— REQUIREMENT A —
Reproduce the object position labeling rows below, line for line and with no changes.
------ DOCUMENT SECTION ------
"American Falls is a remarkable achievement. The powerful narrative, vivid language, and author's complete mastery of a huge canvas together bring the American Civil War to life with the immediacy of a freshly discovered newsreel."
- J.G. Ballard
Powerful, many-faceted, and astonishingly illuminating. John Calvin Batchelors's novel evokes the ideas, the passions, and the divided loyalties that make the Civil War the central tragedy in American History.
As the novel opens, it is election eve in the fall of 1864. Lincoln's reelection is in serious doubt. The war is at a military stalemate. New York and Washington are rife with war profiteers, anarchists, and European spies. In Atlanta, General Sherman and his army await orders to attack the underbelly of the starving South. And, most dangerous of all, the Confederate Secret Service, based in Canada, has dispatched cadres of saboteurs to launch a coordinated raid against the North's great cities on election day.
------ TASK INPUTS ------
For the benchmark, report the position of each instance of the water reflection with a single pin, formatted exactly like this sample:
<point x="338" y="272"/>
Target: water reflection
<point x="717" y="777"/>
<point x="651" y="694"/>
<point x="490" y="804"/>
------
— REQUIREMENT B —
From the book description, write out the passage from "- J.G. Ballard" up to and including "in American History.", word for word.

— FULL ANSWER A —
For the benchmark, report the position of each instance of the water reflection with a single pin, formatted exactly like this sample:
<point x="338" y="272"/>
Target: water reflection
<point x="717" y="777"/>
<point x="651" y="694"/>
<point x="490" y="804"/>

— FULL ANSWER B —
- J.G. Ballard
Powerful, many-faceted, and astonishingly illuminating. John Calvin Batchelors's novel evokes the ideas, the passions, and the divided loyalties that make the Civil War the central tragedy in American History.